* [Exercise]: Repeat the data exactly, leaving out any image.

* [Data records]:
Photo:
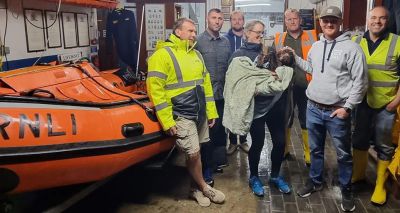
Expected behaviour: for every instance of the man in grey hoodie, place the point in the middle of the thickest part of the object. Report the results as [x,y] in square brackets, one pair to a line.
[339,82]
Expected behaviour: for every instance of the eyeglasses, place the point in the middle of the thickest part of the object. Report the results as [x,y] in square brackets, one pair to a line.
[258,32]
[332,21]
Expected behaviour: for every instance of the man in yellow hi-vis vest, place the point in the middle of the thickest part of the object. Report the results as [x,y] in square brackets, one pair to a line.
[376,115]
[300,41]
[180,88]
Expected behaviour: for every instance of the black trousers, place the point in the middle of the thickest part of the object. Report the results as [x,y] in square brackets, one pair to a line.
[276,122]
[299,100]
[214,152]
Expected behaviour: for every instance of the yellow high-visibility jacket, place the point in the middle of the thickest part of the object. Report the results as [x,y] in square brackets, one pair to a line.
[178,83]
[382,70]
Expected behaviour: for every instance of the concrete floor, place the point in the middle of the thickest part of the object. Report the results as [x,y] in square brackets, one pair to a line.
[146,190]
[167,190]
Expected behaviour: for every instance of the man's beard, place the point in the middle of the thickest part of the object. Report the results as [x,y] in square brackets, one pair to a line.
[237,29]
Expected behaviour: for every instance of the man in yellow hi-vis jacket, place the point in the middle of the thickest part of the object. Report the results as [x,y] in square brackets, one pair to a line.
[377,113]
[180,88]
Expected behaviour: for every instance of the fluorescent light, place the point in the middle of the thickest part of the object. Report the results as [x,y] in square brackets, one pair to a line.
[252,5]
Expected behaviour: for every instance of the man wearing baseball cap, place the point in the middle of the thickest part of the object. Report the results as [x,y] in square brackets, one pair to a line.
[339,82]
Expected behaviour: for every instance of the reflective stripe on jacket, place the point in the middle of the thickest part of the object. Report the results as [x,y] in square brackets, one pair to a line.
[308,37]
[178,83]
[382,70]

* [Answer section]:
Photo:
Expected behaviour: for every instance of the man in grey hoodie, place the point in the middle of the thickest part of the object. Report the results as [x,y] in square brackets, one pair to a line.
[339,82]
Expected behaviour: for every instance of the eyeglasses, place the point in the middle of the thickest part of the object. Report the results as [x,y] in square brackets, one pair to a line.
[258,32]
[332,21]
Expected behaviour: for every instance of the man in yellow hi-vis vest, place the point in the middle of the thickest part of the object. Report the results as [x,y] in square brackets, one pair to a line.
[376,115]
[300,41]
[180,88]
Expected behaviour: for every instance of the black trousers, place the point in the middle of the thickest part of the object. Report the results as [x,y] in square brackets, one pair to a line.
[276,122]
[299,100]
[214,152]
Expected behaviour: for every instance of the yellow high-visibility jacket, place the point in the middle of the thickest part of the object. Report the results as [x,y] in square brackets, one pair to a line.
[178,83]
[382,70]
Expected behaviour: for every instance of the concrete floor, place the point in the middle of the thickest part of the object. Report the results as [x,y] in square brackets, one pair to a line.
[146,190]
[167,190]
Expected behaviour: for every instance of the man's beard, place the point in the middle of the thickest part of the object. Report the results as [x,y] in square brackets, one pair to a line.
[237,29]
Expected behaviour: for every instance of the man in yellow hi-vis jacket, place the point in the middle of the thickest part of the object. Report the results as [x,y] in square brackets, one pair to a line.
[377,113]
[180,88]
Expected behaviour: for every instance of the fluorescent light, place the point in the middle of the thickest part of the object. Report the results as [x,y] in square brackets, one pair to a line.
[252,5]
Expected behaviour: for every instance of the man wearing baseball cap, place the point in the middle of the thickest part of the object. Report the results as [x,y] in square brackets, one pair to a line.
[339,82]
Expected behaviour: for every instance of the reflective stripe on jacket, place the point in the middle of the thickest part of the object. Report the results as [x,y] in square brackets, one pair to a line.
[308,37]
[178,83]
[382,70]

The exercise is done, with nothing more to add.